What the task requires:
Transcribe the records below exactly, from their first line through the line containing "twig that appears in the image above.". Omit every line after it.

Data provided:
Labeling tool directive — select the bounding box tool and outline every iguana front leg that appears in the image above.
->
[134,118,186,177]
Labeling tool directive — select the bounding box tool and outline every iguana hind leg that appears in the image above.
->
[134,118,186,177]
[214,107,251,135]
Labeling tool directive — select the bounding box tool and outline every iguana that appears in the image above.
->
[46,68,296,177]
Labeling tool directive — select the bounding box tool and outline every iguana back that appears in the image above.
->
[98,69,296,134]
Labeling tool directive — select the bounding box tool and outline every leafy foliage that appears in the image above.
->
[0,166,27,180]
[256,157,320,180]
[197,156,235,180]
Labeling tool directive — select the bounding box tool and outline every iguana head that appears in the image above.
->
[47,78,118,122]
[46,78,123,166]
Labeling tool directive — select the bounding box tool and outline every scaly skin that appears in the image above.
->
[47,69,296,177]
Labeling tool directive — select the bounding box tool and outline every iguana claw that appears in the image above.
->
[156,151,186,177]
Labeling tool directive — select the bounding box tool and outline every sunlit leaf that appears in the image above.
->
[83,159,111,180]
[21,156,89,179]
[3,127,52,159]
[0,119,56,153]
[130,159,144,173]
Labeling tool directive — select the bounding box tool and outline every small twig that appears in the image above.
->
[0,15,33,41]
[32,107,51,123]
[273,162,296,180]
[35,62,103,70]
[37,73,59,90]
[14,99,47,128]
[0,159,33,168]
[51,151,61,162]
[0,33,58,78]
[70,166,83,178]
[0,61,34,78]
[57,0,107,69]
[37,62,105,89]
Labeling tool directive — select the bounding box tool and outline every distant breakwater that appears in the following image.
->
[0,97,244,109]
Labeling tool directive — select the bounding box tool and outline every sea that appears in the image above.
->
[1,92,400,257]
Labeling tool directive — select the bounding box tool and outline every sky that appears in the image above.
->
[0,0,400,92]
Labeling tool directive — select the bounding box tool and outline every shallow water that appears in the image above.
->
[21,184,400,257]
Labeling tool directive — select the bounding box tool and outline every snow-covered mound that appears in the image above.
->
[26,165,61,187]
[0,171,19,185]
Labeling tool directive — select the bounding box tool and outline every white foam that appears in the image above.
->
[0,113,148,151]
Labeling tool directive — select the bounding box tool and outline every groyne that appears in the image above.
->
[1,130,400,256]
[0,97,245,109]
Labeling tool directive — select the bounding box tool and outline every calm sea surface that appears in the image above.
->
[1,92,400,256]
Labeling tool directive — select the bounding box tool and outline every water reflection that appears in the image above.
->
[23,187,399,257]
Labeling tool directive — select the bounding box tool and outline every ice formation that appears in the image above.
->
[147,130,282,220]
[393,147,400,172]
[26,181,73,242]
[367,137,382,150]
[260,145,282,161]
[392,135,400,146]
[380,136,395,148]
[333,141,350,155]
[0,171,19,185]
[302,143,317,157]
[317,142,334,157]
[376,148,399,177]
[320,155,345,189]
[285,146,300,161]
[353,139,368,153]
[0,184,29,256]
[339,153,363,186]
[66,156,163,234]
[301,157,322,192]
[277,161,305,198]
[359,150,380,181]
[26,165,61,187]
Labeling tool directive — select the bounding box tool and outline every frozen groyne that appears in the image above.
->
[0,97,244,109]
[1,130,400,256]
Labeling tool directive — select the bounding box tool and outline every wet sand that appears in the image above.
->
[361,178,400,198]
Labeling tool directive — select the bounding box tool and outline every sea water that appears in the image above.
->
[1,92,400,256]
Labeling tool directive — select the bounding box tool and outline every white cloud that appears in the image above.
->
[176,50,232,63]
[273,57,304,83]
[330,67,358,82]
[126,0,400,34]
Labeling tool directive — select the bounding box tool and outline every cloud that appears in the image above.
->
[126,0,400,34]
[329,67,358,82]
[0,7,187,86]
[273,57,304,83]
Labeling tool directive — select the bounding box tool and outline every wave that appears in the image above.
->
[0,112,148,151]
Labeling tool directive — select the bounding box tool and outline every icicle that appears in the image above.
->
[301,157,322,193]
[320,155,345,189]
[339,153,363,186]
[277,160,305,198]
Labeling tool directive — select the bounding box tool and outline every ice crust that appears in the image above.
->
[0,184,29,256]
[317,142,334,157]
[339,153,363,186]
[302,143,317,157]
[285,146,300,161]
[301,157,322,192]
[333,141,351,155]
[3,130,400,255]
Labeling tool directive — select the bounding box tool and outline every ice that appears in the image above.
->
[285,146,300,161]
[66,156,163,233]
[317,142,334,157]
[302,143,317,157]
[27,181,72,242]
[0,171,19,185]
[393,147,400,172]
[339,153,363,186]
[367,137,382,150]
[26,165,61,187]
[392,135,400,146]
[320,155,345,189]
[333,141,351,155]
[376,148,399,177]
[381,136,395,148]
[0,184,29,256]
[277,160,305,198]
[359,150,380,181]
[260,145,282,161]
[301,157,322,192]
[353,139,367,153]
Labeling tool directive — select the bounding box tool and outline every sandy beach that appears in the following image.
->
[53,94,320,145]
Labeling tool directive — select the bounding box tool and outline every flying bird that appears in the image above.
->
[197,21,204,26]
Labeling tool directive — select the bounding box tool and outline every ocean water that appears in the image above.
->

Exercise answer:
Labeling tool directive — select the bounding box tool and outline every iguana front leg that appears in the image above.
->
[134,118,186,177]
Labeling tool directive — select the bounding box tool and outline every iguana hind leg that appears in the image above.
->
[134,118,186,177]
[214,107,251,135]
Labeling tool directive — select the bounding box tool and outline every iguana that appears in the image above.
->
[46,68,296,177]
Labeling tool directive — select the bounding box tool and outline every iguana back that appears in the image above.
->
[98,69,296,134]
Labeling tool directive — select the bounding box tool and outline every leafy foliage that appears in the image above.
->
[0,166,27,180]
[256,157,320,180]
[197,156,235,180]
Labeling tool directive — select the bounding box tool and outline every iguana head that appears in the image above.
->
[47,78,118,122]
[46,78,123,166]
Labeling tool directive — select the bounding box tool and outline every scaly skin that appears in the image above.
->
[47,69,296,177]
Labeling tool directive — select the bounding box tool and outline every iguana claw that appears in the image above.
->
[156,151,186,177]
Labeling tool directive — select the bounding box tool and outline every sunlit leaf that appears in the image above.
->
[83,159,111,180]
[21,156,89,179]
[3,127,52,159]
[0,119,56,153]
[130,159,144,173]
Labeling tool directive — select the bounding box tool and outline every small twig that appears in the image above.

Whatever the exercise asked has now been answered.